OPINION
COATS, Judge.Robert M. Perry was indicted on two counts of first-degree assault and one count of attempted murder in connection with an altercation that occurred aboard a fishing vessel while the vessel was docked in Dutch Harbor. Shortly before trial was set to begin, Perry entered a no contest plea, pursuant to a plea agreement with the state, to one count of first-degree assault before Judge Donald D. Hopwood. The agreement limited Perry’s sentence to a term of imprisonment not to exceed fifteen (15) years and stipulated to the existence of a mitigating factor. *1228Within hours of his change of plea, Perry-regretted his decision to change his plea; two business days later, he filed a motion to withdraw his plea. Judge Hopwood denied Perry’s motion to withdraw his plea and subsequently sentenced Perry to fifteen years of imprisonment. Perry now appeals the denial of his motion to withdraw his plea. We reverse.
In Monroe v. State, 752 P.2d 1017, 1019 (Alaska App.1988), we stated:
In seeking to withdraw a plea, the burden is on the defendant to establish a “fair and just” reason for withdrawal. Wahl v. State, 691 P.2d 1048, 1051 (Alaska App.1984). The decision of whether to grant the withdrawal is within the trial court’s discretion, but presentence requests for withdrawal should be liberally granted. Id.; Travelstead v. State, 689 P.2d 494, 497 (Alaska App.1984). The trial court’s ruling will only be reversed when the court, abuses its discretion. Ningealook v. State, 691 P.2d 1053, 1055-56 (Alaska App.1984).
The trial court must consider the totality of the circumstances surrounding the defendant’s request. “The defendant’s reason for seeking withdrawal must be evaluated against the delay preceding the request, the extent of prejudice to the prosecution, and the likelihood that the defendant is attempting to manipulate the system to obtain an unfair advantage.” McClain v. State, 742 P.2d 269 (Alaska App.1987) (citing Wahl, 691 P.2d at 1051). Although presentence requests- to withdraw a plea should be liberally granted, the defendant must nevertheless present a fair and just reason for withdrawal. The court may deny a request for withdrawal in the absence of such a reason even if the state would not suffer prejudice if the case went to trial. McClain, 742 P.2d at 271-72.
Trial in this case was originally set to begin in Unalaska in August of 1993, but after several continuances was set for November 1, 1993. On Thursday, October 28, 1993, Judge Hopwood conducted an eviden-tiary hearing in Unalaska on a defense motion to suppress. The judge, prosecutor, defense counsel, and Perry were all present in the courtroom at this time. Following the hearing, defense counsel announced that he was ready for trial and left the courtroom to take a plane to Anchorage. Perry then filed a pro se motion to discharge his counsel, alleging ineffective assistance of counsel and alleging that defense counsel was unprepared to go to trial. He requested a thirty-day continuance to allow new counsel to prepare for trial. On Friday, October 29,1993, Judge Hopwood denied the defense motion to suppress on the record. Judge Hopwood, the prosecutor, and Perry were present in the Unalaska courtroom; defense counsel participated telephonically from Anchorage. After denying the motion to suppress, Judge Hop-wood took up Perry’s motion to dismiss counsel and to continue the trial. The state opposed the motion. The prosecutor told the court that the state was flying in several witnesses from Washington and California over the weekend and had invested substantial time, money, and effort in making the arrangements for those witnesses. The prosecutor pointed out that most of the witnesses were fishermen who would be leaving in early December to go to sea to fish, and that the state would have difficulty assuring their attendance during the fishing season. Judge Hopwood conducted an ex parte hearing with Perry and defense counsel to determine the merits of the motion to dismiss counsel. Ultimately, Judge Hopwood denied this motion and ordered that Perry’s counsel would continue to represent him and that trial would proceed as scheduled on November 1.

[Rows of box annotation data]
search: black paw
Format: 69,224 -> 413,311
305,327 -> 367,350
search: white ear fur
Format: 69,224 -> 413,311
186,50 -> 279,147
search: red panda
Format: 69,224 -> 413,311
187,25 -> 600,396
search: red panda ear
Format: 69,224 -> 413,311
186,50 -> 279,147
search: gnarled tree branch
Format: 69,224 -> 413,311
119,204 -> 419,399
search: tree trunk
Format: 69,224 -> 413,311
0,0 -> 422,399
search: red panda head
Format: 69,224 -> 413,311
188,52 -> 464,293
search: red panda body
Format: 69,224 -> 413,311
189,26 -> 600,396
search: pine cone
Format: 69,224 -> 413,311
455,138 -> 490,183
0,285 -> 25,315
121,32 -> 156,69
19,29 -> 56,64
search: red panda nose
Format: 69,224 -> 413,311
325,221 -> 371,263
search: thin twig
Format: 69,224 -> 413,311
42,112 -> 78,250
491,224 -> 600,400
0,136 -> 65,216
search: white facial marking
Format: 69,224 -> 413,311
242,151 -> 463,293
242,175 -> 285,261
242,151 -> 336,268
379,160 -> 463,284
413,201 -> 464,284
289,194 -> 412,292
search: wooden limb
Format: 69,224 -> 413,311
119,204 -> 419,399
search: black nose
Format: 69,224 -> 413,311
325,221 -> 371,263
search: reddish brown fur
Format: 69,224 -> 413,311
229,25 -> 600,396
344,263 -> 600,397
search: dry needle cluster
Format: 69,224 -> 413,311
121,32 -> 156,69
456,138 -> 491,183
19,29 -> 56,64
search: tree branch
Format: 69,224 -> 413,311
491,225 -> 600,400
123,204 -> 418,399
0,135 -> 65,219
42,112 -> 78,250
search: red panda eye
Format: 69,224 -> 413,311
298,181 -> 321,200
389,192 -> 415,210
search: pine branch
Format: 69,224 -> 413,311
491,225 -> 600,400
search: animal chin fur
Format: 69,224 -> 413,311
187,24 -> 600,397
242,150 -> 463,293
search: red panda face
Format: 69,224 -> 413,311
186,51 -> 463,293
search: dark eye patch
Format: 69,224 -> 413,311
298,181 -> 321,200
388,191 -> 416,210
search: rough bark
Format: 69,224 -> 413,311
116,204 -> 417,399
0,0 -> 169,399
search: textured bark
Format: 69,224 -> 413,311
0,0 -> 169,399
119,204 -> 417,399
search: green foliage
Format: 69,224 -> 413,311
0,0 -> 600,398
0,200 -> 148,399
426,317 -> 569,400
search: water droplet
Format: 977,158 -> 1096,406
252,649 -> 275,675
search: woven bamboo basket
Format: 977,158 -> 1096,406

:: WHAT TO WORK ON ::
- 1) Reproduce the part of the opinion that opens with the words containing "The trial court must" and closes with "P.2d at 271-72.", replacing "trial court" with "sentencing court".
- 2) Answer these questions using the opinion:
(a) To what charge did Perry enter a no contest plea?
(b) After several continuances, on what date was the trial set to begin?
(c) From which states was the prosecution flying in witnesses?
- 3) List every case that the opinion cites by name.

:: EXERCISE SOLUTIONS ::
- 1)
The sentencing court must consider the totality of the circumstances surrounding the defendant’s request. “The defendant’s reason for seeking withdrawal must be evaluated against the delay preceding the request, the extent of prejudice to the prosecution, and the likelihood that the defendant is attempting to manipulate the system to obtain an unfair advantage.” McClain v. State, 742 P.2d 269 (Alaska App.1987) (citing Wahl, 691 P.2d at 1051). Although presentence requests- to withdraw a plea should be liberally granted, the defendant must nevertheless present a fair and just reason for withdrawal. The court may deny a request for withdrawal in the absence of such a reason even if the state would not suffer prejudice if the case went to trial. McClain, 742 P.2d at 271-72.

- 2)
(a) One count of first-degree assault.
(b) November 1, 1993.
(c) Washington and California.

- 3)
Monroe v. State
Wahl v. State
Travelstead v. State
Ningealook v. State
McClain v. State